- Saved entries
--- START ---
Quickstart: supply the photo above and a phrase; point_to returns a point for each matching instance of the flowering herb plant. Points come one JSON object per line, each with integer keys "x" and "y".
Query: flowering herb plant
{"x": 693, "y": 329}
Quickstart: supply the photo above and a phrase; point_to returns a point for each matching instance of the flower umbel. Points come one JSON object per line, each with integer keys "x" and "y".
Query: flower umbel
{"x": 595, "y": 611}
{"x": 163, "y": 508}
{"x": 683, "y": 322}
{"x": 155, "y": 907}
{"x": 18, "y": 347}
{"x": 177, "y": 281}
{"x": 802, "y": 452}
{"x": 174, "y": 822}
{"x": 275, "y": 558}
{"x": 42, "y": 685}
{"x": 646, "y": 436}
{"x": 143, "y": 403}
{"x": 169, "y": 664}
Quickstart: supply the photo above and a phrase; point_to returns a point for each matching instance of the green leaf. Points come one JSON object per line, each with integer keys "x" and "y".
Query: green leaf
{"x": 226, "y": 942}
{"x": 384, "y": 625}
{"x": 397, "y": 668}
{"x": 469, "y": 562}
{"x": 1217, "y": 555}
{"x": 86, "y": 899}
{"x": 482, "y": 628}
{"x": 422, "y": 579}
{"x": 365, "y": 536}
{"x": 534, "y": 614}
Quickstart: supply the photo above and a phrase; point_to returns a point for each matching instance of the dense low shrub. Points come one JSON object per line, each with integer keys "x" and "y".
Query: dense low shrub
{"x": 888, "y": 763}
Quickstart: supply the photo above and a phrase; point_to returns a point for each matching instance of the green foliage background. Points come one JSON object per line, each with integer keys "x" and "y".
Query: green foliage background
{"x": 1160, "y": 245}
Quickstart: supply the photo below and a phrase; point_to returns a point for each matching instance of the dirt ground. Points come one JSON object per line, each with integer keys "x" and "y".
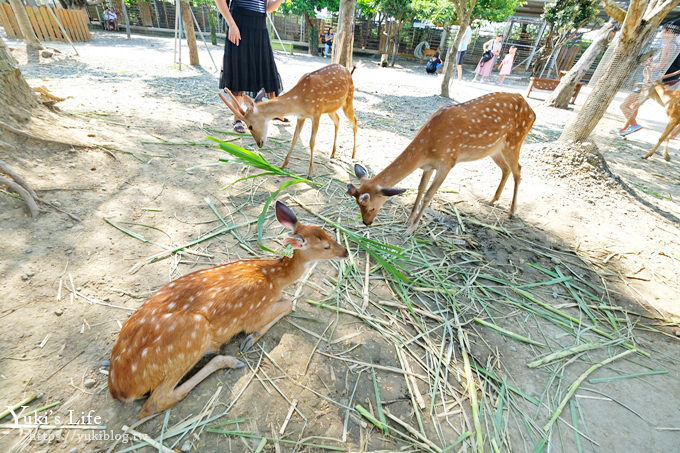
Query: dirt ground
{"x": 581, "y": 237}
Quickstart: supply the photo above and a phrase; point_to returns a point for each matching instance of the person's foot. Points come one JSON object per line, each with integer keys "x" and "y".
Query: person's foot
--- END ---
- EXERCISE AIM
From the data, report how many lines hold "foot", leaving out any other words.

- OUTPUT OF THE TASK
2